> **Exercise details**: Rewrite the listing from its first line through the line that contains "Segment each instance of the <item>fingers</item>.", with "even-odd rule" replaced by "nonzero winding rule" and all else left unchanged.

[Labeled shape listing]
'''
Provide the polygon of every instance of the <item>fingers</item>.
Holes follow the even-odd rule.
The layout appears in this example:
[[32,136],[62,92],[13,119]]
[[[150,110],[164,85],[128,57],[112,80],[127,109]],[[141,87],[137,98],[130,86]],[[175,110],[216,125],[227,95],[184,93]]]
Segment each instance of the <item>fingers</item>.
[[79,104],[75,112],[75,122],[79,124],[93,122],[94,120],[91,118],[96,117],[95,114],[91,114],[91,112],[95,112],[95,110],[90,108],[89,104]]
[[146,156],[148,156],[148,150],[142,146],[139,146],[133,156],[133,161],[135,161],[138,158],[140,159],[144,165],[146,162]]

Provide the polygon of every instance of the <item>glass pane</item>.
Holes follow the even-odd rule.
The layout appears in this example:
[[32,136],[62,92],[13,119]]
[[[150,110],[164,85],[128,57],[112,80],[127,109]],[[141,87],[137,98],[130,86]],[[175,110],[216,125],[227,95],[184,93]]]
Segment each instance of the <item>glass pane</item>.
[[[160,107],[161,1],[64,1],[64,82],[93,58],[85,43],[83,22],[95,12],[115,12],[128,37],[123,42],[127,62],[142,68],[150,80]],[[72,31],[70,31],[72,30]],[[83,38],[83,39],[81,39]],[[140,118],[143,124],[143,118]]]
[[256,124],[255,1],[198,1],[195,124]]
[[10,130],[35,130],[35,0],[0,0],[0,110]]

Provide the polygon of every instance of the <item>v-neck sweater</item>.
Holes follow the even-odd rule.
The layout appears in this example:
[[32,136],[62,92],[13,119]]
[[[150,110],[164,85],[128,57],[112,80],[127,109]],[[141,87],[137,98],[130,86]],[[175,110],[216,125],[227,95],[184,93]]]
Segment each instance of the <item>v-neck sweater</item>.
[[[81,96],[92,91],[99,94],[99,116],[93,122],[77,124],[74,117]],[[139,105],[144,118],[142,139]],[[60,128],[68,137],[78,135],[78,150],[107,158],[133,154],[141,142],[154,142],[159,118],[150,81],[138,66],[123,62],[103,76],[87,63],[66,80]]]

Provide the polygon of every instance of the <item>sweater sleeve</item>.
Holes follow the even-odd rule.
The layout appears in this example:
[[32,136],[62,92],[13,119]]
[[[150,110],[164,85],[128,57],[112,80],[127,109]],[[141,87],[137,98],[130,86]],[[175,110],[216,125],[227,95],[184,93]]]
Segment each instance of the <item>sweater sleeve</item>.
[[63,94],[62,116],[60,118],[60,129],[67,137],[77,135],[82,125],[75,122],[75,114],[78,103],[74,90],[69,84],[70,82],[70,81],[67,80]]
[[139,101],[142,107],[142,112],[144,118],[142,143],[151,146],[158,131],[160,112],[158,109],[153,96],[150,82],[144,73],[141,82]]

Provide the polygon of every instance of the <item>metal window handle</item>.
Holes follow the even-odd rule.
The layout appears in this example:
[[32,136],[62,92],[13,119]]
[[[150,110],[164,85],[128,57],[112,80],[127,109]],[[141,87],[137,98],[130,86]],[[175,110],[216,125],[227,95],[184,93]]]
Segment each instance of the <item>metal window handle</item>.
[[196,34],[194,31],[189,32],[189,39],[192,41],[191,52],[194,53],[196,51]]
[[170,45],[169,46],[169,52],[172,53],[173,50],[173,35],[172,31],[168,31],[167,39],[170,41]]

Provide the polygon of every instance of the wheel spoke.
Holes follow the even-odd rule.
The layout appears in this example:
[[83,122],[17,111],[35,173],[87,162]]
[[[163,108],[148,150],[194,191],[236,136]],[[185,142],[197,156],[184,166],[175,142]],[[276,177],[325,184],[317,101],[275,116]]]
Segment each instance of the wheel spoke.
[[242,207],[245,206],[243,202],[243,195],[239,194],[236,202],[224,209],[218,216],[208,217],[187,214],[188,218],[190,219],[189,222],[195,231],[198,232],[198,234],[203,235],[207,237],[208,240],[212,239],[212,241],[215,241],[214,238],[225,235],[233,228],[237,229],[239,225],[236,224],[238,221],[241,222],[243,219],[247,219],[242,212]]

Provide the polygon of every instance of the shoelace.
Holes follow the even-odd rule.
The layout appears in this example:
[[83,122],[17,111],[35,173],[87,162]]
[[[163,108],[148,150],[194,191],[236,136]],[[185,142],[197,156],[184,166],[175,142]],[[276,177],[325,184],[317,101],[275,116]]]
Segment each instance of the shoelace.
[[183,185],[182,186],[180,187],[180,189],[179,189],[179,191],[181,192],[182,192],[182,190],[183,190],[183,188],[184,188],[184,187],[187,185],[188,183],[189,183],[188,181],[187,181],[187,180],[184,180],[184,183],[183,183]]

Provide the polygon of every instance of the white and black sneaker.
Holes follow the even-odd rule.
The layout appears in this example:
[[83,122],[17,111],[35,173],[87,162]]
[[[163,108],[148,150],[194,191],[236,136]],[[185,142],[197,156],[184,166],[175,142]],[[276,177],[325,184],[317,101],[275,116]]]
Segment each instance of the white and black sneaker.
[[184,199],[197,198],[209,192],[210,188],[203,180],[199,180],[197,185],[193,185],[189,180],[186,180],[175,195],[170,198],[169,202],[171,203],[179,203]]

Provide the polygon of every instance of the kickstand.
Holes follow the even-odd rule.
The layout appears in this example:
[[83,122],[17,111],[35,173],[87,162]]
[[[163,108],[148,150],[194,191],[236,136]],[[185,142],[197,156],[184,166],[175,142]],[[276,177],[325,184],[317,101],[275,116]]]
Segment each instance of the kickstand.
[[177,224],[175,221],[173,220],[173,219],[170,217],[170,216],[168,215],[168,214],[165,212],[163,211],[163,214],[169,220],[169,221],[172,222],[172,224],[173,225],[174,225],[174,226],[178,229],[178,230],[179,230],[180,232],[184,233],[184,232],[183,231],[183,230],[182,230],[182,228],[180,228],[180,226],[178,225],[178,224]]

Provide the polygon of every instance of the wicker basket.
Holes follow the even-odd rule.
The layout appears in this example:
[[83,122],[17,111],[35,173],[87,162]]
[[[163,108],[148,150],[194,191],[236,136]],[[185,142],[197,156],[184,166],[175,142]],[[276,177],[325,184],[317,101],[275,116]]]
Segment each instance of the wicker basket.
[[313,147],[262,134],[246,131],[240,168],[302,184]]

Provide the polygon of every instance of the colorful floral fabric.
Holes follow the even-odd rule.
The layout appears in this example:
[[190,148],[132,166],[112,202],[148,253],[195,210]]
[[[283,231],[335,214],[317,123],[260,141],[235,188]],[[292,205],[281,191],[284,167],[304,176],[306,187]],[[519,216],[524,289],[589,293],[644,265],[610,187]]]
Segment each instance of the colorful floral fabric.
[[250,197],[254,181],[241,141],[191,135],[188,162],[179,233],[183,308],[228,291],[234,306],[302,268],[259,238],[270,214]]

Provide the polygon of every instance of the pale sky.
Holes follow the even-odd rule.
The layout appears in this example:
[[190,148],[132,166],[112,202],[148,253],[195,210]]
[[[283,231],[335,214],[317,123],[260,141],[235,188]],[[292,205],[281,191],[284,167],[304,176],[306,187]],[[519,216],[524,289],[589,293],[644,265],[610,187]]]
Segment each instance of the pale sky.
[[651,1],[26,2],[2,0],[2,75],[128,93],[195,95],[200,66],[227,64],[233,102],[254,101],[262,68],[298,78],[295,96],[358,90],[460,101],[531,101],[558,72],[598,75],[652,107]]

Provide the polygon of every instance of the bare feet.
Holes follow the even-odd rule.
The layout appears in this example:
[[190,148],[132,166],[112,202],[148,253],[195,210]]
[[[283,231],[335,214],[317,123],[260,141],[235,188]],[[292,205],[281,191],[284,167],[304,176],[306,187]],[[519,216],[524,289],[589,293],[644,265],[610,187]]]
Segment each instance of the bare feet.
'''
> **Reply**:
Provide the polygon of every instance of the <item>fingers</item>.
Holes follow the nonzero winding rule.
The layout appears in this example:
[[32,136],[62,92],[13,119]]
[[[150,110],[164,85],[128,57],[112,80],[127,109]],[[141,87],[137,98],[130,86]],[[175,110],[216,125],[227,95],[184,93]]]
Segment each instance of the <item>fingers</item>.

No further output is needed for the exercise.